What is required
Each entry below must be repeated exactly, with pictures left out.

##### Material to process #####

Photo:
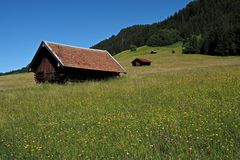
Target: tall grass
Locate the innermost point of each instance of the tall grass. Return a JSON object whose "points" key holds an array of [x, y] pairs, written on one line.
{"points": [[175, 114]]}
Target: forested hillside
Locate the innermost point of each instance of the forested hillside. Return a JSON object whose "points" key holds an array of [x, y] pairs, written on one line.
{"points": [[205, 26]]}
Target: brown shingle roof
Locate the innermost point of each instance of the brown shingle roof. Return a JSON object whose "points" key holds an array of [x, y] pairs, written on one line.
{"points": [[83, 58]]}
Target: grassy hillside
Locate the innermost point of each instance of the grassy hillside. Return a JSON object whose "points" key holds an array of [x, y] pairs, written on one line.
{"points": [[181, 107]]}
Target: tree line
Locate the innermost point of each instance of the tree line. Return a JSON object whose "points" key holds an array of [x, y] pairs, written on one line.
{"points": [[205, 26]]}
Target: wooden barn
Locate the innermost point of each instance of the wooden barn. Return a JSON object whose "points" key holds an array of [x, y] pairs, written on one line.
{"points": [[141, 62], [60, 63]]}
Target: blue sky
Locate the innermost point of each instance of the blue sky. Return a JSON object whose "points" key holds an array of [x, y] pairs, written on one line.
{"points": [[25, 23]]}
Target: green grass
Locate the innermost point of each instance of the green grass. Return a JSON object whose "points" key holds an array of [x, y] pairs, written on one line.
{"points": [[181, 107]]}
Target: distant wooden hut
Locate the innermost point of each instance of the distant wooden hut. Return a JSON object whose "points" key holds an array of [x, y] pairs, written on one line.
{"points": [[153, 52], [141, 62], [60, 63]]}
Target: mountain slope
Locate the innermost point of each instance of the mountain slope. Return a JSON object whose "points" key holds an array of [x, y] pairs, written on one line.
{"points": [[209, 18]]}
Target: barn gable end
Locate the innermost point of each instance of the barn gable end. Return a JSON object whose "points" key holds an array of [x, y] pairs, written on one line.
{"points": [[55, 62]]}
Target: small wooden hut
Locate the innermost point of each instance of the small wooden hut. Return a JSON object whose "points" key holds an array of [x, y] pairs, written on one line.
{"points": [[60, 63], [141, 62]]}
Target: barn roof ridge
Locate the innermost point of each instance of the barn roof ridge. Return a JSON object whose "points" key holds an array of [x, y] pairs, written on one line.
{"points": [[53, 53], [86, 63], [75, 46]]}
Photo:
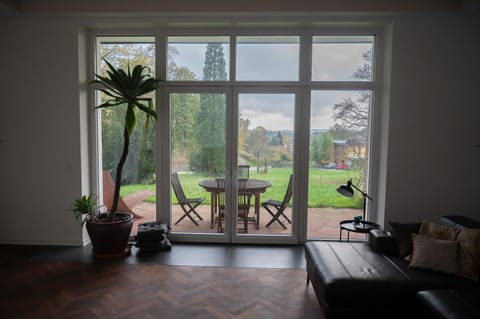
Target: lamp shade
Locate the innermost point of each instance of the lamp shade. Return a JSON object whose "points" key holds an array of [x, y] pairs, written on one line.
{"points": [[346, 190]]}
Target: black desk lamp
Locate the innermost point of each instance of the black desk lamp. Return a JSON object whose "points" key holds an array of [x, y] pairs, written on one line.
{"points": [[347, 190]]}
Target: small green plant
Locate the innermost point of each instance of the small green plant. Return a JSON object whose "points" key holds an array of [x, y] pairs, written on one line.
{"points": [[86, 205]]}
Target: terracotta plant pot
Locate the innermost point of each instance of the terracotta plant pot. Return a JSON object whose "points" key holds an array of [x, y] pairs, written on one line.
{"points": [[109, 239]]}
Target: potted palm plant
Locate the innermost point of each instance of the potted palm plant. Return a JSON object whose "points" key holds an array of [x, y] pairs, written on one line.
{"points": [[109, 231]]}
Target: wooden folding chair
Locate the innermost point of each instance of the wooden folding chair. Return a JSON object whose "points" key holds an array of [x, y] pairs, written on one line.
{"points": [[279, 206], [188, 205]]}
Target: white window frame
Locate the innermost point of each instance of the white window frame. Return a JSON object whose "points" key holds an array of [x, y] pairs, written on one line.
{"points": [[300, 88]]}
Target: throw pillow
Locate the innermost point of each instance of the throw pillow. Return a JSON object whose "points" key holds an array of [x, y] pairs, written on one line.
{"points": [[469, 253], [434, 254], [438, 231], [403, 235]]}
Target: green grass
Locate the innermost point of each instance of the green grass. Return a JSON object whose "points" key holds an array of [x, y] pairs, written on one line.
{"points": [[321, 189]]}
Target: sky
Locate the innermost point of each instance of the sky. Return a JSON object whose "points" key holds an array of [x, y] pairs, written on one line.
{"points": [[278, 61]]}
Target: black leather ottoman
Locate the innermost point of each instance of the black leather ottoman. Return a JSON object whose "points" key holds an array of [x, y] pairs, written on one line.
{"points": [[351, 280], [451, 304]]}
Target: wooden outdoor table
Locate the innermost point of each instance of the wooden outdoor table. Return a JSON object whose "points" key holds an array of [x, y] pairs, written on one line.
{"points": [[253, 186]]}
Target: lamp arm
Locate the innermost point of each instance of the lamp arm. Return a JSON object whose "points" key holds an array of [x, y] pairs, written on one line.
{"points": [[362, 192]]}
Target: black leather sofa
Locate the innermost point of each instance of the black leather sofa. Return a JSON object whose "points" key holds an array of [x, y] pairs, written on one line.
{"points": [[368, 280]]}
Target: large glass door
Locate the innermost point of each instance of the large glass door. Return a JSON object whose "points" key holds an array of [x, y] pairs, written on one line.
{"points": [[265, 160], [198, 165]]}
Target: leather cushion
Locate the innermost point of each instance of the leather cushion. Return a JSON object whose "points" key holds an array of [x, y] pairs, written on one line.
{"points": [[452, 304], [403, 234], [435, 254]]}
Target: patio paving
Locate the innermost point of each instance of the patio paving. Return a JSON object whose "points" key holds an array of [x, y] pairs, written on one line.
{"points": [[322, 222]]}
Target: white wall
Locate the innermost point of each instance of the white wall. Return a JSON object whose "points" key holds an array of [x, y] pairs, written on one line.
{"points": [[433, 124], [433, 166], [39, 122]]}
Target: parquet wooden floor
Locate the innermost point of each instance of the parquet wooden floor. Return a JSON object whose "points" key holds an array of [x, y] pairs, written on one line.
{"points": [[76, 290]]}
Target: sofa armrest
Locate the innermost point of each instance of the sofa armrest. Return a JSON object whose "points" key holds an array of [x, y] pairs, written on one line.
{"points": [[459, 221], [382, 242]]}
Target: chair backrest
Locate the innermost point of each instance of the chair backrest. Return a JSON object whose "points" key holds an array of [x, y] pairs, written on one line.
{"points": [[177, 188], [289, 192], [220, 195], [243, 196], [243, 171]]}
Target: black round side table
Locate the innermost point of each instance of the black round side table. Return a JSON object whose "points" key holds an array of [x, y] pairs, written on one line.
{"points": [[363, 227]]}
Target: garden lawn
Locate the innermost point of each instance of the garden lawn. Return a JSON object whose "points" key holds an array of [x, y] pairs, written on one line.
{"points": [[321, 189]]}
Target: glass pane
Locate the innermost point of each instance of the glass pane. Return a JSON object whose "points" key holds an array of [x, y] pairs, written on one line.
{"points": [[267, 58], [339, 146], [198, 58], [265, 146], [342, 58], [198, 158], [138, 175]]}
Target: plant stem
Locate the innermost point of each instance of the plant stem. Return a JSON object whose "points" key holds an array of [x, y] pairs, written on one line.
{"points": [[118, 177]]}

#####

Solution to the problem
Photo:
Target: tall grass
Locate the innermost point of each instance of the tall grass. Return a JSON object whose "points" key holds an array of [x, y] pairs, written on one line.
{"points": [[175, 114]]}
Target: forested hillside
Locate the innermost point of each instance of the forested hillside. Return a JSON object whose "points" key holds an array of [x, y] pairs, written on one line.
{"points": [[205, 26]]}
Target: brown shingle roof
Locate the innermost point of each instance of the brown shingle roof. Return a JSON object whose "points" key holds an array of [x, y] pairs, written on one line.
{"points": [[83, 58]]}
Target: grassy hillside
Locate the innermost point of each instance of the grassy hillside. Return a JSON object whose "points" key holds an array of [x, y] pairs, written on one line.
{"points": [[181, 107]]}
Target: tree line
Locate the innermost point of each instance of the tree line. Return a JSON object whose "points" key holds an array of [x, y] pairs, written on one line.
{"points": [[205, 26]]}
Target: wooden barn
Locate the innermost point of each instance of the wooden barn. Return a JSON object whose "points" key holds an array of [x, y] pairs, written on one line.
{"points": [[141, 62], [60, 63]]}
Target: blue sky
Locate the innermost point of each instance of the blue sky. Return a JSON object whose "points" key holds an array of [x, y] pairs, written on one line.
{"points": [[25, 23]]}
Target: green grass
Locate the innermost point of each instance of the green grass. Return a JSON object whose "points" key holds an array of [x, y] pairs, written on one line.
{"points": [[181, 107]]}
Target: distant wooden hut
Locate the innermost point of each instance of the distant wooden hut. Return a JSON object whose "points" key holds an array of [x, y] pairs, written on one line.
{"points": [[153, 52], [141, 62], [60, 63]]}
Target: mountain slope
Locate the innermost point of each instance of the mountain slope. Return a JSON object whose "points" key holds an array of [x, y] pairs, written on one line.
{"points": [[209, 18]]}
Target: barn gable end
Locate the innermost point of each instance of the barn gable end. Return a JSON object whose "points" key holds an array of [x, y] pairs, written on one line.
{"points": [[55, 62]]}
Target: small wooden hut
Locate the innermost point of each instance of the small wooden hut. Return a JSON object whose "points" key holds an array of [x, y] pairs, written on one line.
{"points": [[60, 63], [141, 62]]}
Target: barn roof ridge
Locate the innermost point of each instance of the barn roof ridge. Return a JSON object whose "points" key holds an array of [x, y] pairs, written on one line.
{"points": [[53, 53], [86, 63], [75, 46]]}
Photo:
Target: lamp shade
Locate the innermost point of each instance of the lamp shade. Return a JSON object whose "points" key holds an array of [x, y] pairs, written on one line.
{"points": [[346, 190]]}
Target: black desk lamp
Locate the innermost point of each instance of the black desk lamp. Return a JSON object whose "points" key holds an array of [x, y] pairs, written on one line.
{"points": [[347, 190]]}
Target: small green plant
Locate the innermost point of each instance of the small green plant. Return a JSON object whose "points" key holds an array of [x, y] pairs, written on one line.
{"points": [[86, 205]]}
Target: terracotta plant pot
Locate the innermost point of each instance of the terracotta plant pot. Return a JSON object whose "points" key holds an array of [x, y] pairs, written on one line.
{"points": [[109, 239]]}
Target: potted palm plant
Locate the innermost point of each instance of the potted palm plant. Return a JSON object whose "points" key holds an array of [x, y] pairs, written on one line.
{"points": [[109, 231]]}
Target: wooden folding chair
Locate the innermost point of each instance of the wooden folding chair. Return a JSON object whose "points" key holds an array of [x, y] pairs, written on one line.
{"points": [[279, 206], [188, 205]]}
Target: white window frame
Locate the innermost point of each instance of the white window frame. Return a JSON object whose "points" key holds an array of [x, y] pairs, written on one line.
{"points": [[300, 88]]}
Target: throw pillow
Locate the innermost point of each instance of the throw pillow. Return a JSON object whose "points" key holds an array of [x, y] pairs, written on one line.
{"points": [[469, 253], [434, 254], [438, 231], [403, 235]]}
Target: green grass
Locate the innermost point of each instance of the green grass. Return a JSON object whose "points" key holds an array of [x, y] pairs, written on one line.
{"points": [[321, 189]]}
Target: sky
Locate the innermost point of each instance of the sky. Return a JSON object whose "points" key holds an array of [x, y] pairs, written on one line.
{"points": [[278, 61]]}
Target: black leather ottoman
Locate the innermost point of each instance of the black leather ottoman. Return a JSON object whose "points" key holds an array of [x, y] pairs, written on one line.
{"points": [[351, 280], [451, 304]]}
Target: wooden outdoor table
Locate the innermost point of each instance of the wooden outdoor table. Return a JSON object whose "points" key holds an array of [x, y] pairs, written on one line.
{"points": [[253, 186]]}
Target: lamp arm
Locate the innermost point of each instance of the lamp arm. Return a JSON object whose "points" key holds an array of [x, y] pairs, written on one line.
{"points": [[362, 192]]}
Target: black leather sofa
Locate the innermost point of each instance of the black leather sofa. Return a JSON object whose "points" key holds an array of [x, y] pairs, written on one line.
{"points": [[368, 280]]}
Target: large glass door
Locate the innermost point of each instance of the large glass door. Return a JSON object whose "points" key holds an array of [x, y] pairs, written on one line.
{"points": [[265, 160], [198, 165]]}
Target: leather cushion
Locate the innermost point of each instance of the leather cushion. Return a JSON object whose "points" key holds an array of [x, y] pairs, written on one line.
{"points": [[452, 304], [403, 234], [435, 254]]}
Target: patio paving
Locate the innermost point of each instance of the patio paving. Return a JSON object whose "points" key holds an array of [x, y] pairs, written on one line.
{"points": [[322, 222]]}
Target: white wall
Locate the innermost point of each instance of the white wall. Return a JSON object whose "points" key holds an array of [x, y] pairs, written on one line.
{"points": [[433, 124], [433, 166], [39, 122]]}
Target: parquet wooden floor
Locate the innermost point of each instance of the parquet wooden floor. Return a JSON object whose "points" key holds an array of [x, y] pairs, written on one line.
{"points": [[76, 290]]}
Target: sofa armrest
Locate the innermost point of each instance of the sofa armrest. Return a JSON object whose "points" key holds an array of [x, y] pairs, written on one line.
{"points": [[459, 221], [382, 242]]}
Target: chair backrest
Locate the innermost point of each instance of the chair backrest. Return a JSON object whose "points" key holds an array of [x, y] pairs, written on one line.
{"points": [[177, 188], [289, 192], [220, 195], [243, 196], [243, 171]]}
Target: black round side table
Locate the innermost point of each instance of the black round side table. Return a JSON object whose "points" key holds an array of [x, y] pairs, written on one line.
{"points": [[363, 227]]}
Target: garden lawn
Locate the innermost point of each instance of the garden lawn. Return a JSON object whose "points" key holds an array of [x, y] pairs, written on one line.
{"points": [[321, 189]]}
Target: glass pane
Locate the innermost point of each instance of the glass pane. Return a JSON object whose "points" key holds an array of [x, y] pairs, written on one line.
{"points": [[267, 58], [339, 146], [198, 58], [265, 146], [342, 58], [198, 158], [138, 175]]}
Target: plant stem
Locate the innermost point of each instance of the plant stem. Return a JSON object whose "points" key holds an array of [x, y] pairs, written on one line.
{"points": [[118, 177]]}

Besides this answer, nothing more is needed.